[Aim of the task] Present the lines of the records as a Markdown table with columns Row and Line, from the line with "thumb on this photo." through the line with "<point>483,426</point>", both included. Number each row and omit blank lines.

═════ Listed records

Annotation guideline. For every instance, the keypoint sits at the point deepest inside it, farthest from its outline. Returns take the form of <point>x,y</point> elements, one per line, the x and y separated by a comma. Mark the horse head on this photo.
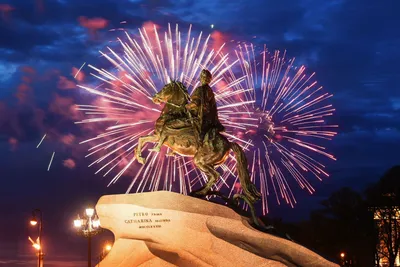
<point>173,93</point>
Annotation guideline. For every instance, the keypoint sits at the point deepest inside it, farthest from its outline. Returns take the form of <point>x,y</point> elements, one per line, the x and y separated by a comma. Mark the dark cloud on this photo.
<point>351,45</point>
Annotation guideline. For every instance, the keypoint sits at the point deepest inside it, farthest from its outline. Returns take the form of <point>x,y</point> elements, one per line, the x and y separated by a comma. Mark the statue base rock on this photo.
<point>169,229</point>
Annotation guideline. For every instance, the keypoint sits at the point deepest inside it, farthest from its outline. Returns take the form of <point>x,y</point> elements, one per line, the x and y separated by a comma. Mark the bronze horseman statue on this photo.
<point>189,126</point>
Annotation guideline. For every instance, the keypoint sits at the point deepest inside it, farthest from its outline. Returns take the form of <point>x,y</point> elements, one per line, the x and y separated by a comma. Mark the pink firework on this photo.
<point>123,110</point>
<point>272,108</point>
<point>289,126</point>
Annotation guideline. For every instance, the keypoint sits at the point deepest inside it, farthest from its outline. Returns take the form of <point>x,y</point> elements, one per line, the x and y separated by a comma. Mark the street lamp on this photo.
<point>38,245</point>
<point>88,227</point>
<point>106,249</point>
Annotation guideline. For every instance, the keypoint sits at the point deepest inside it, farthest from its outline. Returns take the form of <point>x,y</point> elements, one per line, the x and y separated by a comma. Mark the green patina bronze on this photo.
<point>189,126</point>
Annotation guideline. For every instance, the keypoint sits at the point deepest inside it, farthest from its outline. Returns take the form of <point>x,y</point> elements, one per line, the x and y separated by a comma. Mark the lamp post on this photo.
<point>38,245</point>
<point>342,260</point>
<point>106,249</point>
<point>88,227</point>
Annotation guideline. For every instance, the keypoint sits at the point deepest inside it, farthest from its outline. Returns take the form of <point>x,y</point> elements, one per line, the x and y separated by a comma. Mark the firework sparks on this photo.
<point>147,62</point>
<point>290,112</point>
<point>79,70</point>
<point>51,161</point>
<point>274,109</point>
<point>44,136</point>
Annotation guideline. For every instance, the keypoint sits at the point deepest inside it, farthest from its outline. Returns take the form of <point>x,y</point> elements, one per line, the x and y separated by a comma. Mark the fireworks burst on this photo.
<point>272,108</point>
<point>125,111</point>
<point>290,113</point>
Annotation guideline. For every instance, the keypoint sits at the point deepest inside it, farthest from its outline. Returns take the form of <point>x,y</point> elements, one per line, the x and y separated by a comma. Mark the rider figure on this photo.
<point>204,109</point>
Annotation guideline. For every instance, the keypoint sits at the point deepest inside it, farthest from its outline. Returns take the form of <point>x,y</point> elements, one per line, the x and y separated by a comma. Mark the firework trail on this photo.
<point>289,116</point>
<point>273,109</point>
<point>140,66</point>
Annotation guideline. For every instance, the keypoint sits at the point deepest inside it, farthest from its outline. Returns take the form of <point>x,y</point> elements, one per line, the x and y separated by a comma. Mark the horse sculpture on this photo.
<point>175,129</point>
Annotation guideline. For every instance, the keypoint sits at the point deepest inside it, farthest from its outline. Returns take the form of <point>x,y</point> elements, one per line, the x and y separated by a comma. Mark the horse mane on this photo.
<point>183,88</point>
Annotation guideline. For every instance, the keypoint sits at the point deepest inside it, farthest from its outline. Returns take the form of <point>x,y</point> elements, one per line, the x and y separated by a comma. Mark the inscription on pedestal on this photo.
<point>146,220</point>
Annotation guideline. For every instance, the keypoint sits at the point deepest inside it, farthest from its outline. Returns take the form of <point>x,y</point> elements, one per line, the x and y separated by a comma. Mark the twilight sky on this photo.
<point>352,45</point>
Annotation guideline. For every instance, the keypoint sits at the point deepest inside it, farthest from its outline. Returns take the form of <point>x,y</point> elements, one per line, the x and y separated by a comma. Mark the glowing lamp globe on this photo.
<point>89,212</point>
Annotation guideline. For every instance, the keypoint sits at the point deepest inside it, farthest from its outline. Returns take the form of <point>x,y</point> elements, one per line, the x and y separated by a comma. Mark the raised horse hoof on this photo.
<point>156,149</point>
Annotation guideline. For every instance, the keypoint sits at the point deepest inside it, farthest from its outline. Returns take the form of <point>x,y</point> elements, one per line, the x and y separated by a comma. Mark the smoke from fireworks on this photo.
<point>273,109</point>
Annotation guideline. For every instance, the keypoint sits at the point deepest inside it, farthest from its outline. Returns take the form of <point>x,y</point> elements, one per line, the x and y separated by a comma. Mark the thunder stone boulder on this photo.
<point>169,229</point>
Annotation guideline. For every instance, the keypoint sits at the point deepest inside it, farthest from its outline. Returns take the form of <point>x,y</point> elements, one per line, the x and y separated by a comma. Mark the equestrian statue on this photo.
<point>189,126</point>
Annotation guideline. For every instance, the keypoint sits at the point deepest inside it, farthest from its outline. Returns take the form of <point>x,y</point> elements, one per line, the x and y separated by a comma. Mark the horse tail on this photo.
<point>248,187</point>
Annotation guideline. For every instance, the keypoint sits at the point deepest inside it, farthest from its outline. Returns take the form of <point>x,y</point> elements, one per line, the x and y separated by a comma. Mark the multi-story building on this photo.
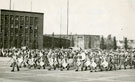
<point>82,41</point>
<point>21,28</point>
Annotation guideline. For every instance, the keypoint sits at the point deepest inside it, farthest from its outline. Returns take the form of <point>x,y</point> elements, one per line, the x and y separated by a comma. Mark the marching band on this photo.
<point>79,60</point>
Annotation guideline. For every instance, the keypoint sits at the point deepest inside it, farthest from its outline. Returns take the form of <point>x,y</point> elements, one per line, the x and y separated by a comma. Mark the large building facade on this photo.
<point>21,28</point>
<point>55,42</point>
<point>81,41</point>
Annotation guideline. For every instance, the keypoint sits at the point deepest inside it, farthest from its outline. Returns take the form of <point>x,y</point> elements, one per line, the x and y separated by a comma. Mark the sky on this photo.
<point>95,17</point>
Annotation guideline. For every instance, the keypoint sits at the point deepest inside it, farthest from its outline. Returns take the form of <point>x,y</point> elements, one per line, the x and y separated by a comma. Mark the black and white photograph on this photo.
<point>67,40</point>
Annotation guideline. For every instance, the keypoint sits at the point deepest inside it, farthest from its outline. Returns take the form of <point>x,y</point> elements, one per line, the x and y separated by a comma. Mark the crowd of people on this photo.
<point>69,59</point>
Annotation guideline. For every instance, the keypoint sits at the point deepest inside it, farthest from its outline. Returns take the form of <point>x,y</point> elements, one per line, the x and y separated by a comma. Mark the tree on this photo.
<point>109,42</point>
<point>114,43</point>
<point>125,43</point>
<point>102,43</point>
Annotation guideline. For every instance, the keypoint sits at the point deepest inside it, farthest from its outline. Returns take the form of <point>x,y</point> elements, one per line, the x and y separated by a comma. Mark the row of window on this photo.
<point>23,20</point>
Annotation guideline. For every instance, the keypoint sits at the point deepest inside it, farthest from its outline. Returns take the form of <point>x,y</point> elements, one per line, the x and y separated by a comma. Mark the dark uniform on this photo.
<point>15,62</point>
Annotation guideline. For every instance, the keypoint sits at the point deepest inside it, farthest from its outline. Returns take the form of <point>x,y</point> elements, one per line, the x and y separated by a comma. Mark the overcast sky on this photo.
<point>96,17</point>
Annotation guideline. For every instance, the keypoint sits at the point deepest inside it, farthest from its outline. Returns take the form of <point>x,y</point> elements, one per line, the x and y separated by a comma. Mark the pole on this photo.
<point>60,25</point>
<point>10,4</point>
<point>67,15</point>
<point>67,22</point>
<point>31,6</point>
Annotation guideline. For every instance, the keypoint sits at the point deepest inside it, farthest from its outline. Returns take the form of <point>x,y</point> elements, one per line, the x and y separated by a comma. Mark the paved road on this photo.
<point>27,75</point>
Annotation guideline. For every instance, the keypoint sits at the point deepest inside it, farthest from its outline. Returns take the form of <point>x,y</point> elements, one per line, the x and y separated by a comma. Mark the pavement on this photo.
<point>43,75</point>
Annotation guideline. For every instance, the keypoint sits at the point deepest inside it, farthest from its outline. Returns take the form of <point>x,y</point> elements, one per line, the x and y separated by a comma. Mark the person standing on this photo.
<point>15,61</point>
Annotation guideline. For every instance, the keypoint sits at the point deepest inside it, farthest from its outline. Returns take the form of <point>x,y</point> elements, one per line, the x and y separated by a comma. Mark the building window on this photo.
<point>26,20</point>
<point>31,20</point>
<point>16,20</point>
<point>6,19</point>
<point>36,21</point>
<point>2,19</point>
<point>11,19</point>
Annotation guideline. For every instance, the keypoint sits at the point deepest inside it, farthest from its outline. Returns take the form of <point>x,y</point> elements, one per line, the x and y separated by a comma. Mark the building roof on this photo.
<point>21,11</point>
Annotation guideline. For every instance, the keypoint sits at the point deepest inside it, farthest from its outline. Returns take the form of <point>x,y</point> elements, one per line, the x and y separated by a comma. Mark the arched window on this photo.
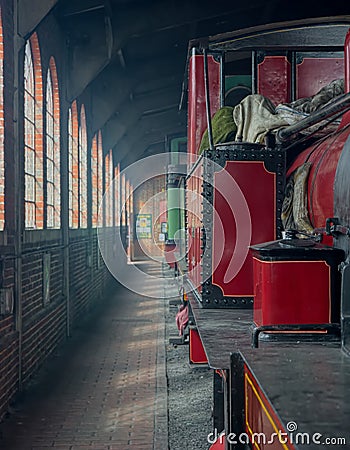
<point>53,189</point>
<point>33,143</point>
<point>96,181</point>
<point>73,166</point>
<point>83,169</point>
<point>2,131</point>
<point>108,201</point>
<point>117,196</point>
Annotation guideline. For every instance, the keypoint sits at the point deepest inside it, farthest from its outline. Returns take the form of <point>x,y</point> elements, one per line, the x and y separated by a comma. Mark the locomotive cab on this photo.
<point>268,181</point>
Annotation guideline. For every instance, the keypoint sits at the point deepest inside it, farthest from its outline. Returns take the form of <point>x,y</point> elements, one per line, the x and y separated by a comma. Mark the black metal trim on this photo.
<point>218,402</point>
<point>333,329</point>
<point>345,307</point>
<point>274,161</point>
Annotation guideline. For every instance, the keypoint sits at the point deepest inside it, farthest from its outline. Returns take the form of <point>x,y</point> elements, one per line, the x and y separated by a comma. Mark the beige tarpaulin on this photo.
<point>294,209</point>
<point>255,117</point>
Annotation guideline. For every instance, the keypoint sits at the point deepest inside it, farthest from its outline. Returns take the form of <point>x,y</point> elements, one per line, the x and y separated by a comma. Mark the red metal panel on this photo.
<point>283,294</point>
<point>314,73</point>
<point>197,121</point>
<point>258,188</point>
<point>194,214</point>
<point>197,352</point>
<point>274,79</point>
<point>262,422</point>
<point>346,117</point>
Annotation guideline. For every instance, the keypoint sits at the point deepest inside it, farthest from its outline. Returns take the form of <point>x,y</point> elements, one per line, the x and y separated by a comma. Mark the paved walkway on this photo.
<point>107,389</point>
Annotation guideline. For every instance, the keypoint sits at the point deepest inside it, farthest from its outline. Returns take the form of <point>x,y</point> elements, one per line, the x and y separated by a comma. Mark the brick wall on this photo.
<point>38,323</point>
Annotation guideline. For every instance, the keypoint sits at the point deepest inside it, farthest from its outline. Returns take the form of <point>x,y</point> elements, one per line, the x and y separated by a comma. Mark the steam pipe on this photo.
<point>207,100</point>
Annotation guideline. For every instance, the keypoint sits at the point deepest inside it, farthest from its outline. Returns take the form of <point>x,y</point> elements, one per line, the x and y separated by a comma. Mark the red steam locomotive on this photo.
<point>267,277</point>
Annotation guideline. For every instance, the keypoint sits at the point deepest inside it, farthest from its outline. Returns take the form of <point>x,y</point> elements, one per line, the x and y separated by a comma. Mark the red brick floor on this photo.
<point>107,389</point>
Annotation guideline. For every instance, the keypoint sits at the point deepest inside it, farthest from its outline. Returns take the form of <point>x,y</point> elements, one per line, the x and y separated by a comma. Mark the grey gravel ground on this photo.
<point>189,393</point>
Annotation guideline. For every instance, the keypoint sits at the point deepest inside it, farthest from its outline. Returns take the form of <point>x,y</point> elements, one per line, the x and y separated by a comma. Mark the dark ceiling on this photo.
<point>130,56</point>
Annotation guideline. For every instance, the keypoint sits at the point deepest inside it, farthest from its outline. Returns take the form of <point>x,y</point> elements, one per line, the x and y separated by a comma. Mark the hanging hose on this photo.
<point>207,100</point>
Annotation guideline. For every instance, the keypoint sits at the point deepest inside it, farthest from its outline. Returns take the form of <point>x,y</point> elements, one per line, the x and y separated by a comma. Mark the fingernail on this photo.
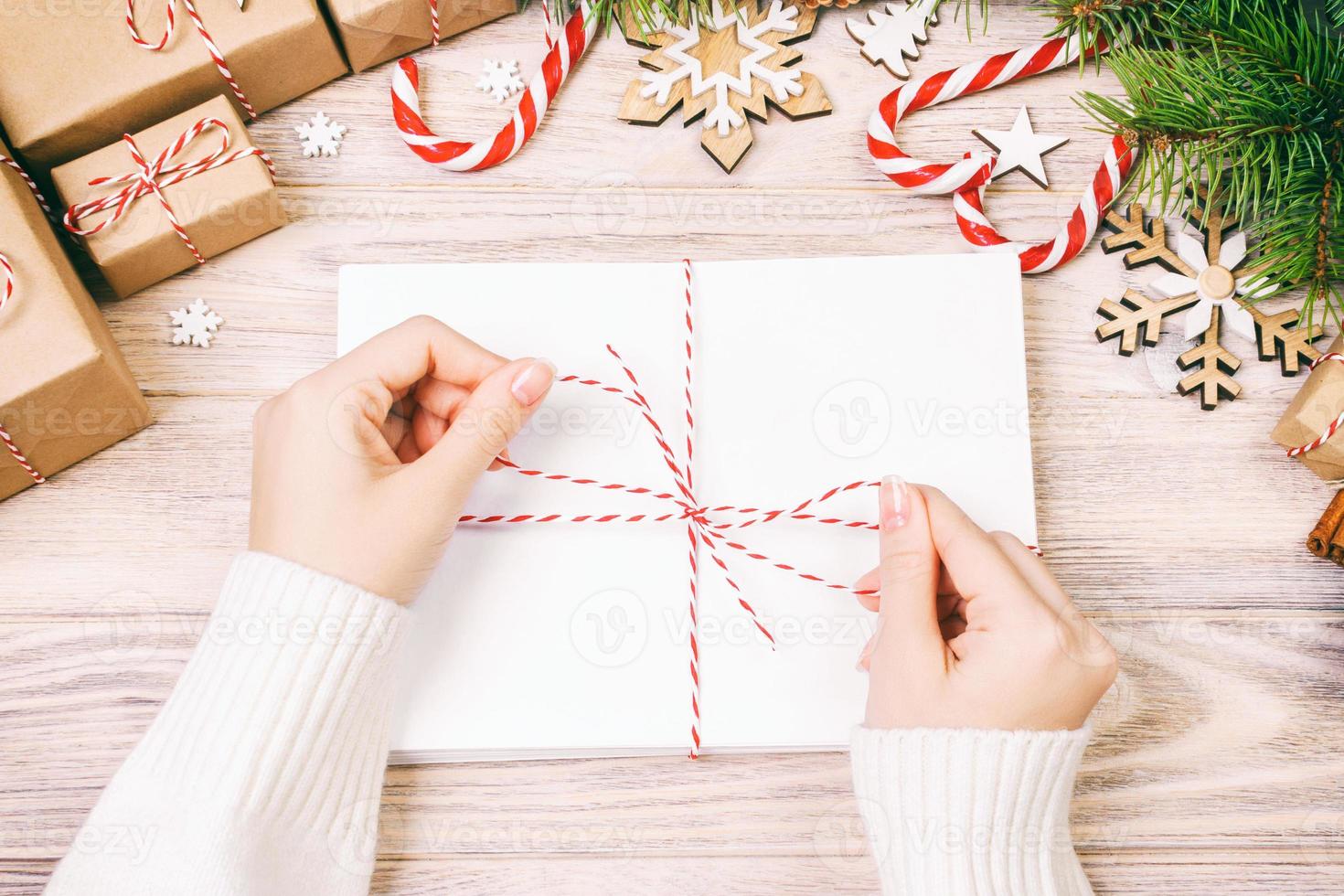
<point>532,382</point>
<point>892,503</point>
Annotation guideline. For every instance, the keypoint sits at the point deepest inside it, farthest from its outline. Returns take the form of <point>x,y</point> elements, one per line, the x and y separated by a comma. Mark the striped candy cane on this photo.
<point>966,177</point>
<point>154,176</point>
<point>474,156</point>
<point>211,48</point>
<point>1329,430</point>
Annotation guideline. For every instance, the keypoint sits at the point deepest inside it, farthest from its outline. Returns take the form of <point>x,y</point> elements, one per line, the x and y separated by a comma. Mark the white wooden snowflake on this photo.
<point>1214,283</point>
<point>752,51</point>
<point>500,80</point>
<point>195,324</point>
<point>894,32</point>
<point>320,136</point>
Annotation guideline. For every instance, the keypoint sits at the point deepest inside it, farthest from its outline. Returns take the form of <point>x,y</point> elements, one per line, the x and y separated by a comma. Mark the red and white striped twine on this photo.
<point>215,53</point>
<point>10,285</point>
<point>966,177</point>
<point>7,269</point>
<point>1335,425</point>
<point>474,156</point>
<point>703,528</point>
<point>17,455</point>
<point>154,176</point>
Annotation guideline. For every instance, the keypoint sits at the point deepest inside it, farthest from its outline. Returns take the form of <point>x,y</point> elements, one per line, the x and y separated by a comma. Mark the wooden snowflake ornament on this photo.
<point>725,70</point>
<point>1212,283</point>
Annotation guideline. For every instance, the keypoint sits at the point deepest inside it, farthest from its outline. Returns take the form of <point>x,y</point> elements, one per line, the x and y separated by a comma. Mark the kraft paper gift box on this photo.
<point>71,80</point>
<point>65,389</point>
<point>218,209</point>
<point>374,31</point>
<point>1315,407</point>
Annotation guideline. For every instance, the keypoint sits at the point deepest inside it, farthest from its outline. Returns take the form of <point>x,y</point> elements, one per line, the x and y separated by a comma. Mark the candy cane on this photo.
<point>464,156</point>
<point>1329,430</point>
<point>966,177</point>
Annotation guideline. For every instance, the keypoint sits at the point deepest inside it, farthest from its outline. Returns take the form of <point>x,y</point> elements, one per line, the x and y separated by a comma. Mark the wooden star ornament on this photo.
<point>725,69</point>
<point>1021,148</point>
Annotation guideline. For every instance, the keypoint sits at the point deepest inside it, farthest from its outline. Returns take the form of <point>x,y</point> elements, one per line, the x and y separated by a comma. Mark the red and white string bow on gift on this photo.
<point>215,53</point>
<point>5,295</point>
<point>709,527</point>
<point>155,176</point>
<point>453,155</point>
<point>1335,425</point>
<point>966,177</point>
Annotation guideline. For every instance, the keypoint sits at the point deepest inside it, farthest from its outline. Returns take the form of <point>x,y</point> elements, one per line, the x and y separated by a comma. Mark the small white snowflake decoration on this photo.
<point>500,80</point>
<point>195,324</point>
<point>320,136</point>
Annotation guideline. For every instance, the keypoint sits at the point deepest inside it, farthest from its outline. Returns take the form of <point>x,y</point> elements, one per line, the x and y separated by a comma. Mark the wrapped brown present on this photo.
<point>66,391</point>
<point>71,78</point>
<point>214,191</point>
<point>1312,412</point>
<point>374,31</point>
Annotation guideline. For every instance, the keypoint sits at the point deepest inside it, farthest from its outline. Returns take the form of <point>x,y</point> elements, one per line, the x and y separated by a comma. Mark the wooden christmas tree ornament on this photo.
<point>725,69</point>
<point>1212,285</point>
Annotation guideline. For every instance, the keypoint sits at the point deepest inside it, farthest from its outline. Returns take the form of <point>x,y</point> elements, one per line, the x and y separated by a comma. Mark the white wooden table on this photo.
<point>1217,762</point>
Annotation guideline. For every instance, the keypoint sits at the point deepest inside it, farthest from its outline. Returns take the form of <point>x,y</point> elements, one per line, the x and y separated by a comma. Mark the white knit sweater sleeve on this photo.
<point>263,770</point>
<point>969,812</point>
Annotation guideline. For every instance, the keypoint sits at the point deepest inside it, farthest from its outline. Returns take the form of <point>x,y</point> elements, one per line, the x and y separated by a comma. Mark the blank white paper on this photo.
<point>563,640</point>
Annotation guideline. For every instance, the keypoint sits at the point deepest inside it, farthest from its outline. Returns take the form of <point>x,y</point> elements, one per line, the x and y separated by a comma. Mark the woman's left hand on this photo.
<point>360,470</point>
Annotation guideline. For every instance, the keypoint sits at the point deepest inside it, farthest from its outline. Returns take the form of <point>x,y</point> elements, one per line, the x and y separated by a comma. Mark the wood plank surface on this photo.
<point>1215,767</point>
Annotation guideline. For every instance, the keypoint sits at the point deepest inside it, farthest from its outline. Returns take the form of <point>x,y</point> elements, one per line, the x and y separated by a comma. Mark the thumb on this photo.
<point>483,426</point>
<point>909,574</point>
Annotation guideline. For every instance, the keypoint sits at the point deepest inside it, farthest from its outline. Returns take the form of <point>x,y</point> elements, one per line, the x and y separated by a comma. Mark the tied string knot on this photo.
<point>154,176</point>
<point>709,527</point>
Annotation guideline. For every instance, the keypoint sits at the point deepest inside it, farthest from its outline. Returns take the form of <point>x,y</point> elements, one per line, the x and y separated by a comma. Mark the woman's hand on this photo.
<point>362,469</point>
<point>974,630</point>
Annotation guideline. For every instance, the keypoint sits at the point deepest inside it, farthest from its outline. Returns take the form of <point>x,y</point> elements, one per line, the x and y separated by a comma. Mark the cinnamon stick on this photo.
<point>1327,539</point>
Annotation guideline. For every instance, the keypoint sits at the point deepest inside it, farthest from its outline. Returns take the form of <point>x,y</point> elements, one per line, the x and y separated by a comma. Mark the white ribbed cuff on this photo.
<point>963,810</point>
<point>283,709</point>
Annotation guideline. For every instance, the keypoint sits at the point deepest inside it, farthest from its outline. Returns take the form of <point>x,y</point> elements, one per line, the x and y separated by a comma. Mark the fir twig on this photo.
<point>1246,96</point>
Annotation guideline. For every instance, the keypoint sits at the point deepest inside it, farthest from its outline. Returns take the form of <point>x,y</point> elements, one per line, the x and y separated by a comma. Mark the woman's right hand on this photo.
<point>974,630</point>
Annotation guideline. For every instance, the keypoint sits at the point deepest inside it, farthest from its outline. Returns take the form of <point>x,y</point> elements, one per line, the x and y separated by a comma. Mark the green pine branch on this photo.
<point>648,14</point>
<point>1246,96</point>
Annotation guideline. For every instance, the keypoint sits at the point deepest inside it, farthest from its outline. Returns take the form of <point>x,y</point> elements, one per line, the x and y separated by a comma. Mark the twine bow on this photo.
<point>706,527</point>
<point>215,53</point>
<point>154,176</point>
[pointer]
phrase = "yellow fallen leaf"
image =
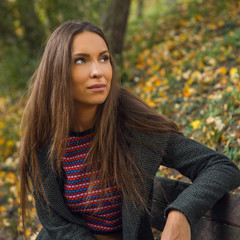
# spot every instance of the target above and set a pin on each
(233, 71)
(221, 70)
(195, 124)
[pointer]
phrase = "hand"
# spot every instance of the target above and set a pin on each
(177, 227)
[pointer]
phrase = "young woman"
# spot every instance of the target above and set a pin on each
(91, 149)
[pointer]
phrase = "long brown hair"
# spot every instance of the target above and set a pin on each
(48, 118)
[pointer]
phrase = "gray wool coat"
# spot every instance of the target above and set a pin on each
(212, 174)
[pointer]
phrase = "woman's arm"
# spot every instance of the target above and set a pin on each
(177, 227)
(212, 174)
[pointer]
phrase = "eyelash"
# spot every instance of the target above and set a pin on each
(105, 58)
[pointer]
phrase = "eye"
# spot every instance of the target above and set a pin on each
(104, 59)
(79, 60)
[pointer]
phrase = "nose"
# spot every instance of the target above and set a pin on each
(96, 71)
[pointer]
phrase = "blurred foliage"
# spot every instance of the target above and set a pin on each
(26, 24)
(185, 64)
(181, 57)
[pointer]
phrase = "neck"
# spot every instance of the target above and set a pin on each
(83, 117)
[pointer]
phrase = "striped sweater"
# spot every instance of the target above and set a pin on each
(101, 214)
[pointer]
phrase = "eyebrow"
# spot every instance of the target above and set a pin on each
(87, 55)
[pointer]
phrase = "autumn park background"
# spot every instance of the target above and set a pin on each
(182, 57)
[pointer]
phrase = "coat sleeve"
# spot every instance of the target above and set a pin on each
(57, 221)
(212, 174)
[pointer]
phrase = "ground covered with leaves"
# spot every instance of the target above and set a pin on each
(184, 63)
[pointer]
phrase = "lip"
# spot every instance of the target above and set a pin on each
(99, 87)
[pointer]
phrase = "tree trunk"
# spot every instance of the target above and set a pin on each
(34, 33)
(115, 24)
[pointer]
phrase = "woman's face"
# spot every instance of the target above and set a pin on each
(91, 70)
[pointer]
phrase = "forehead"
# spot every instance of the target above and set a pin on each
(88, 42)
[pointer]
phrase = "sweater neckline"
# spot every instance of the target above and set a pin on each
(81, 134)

══════════

[Response]
| Row | Line |
|---|---|
| 1 | Annotation guideline. For every instance, the keypoint sits at the point deepest inside it, farthest from its outline. Returns take the form of <point>x,y</point> elements, one per line, the x and y separated by a comma. Mark the thumb on this photo. |
| 2 | <point>483,426</point> |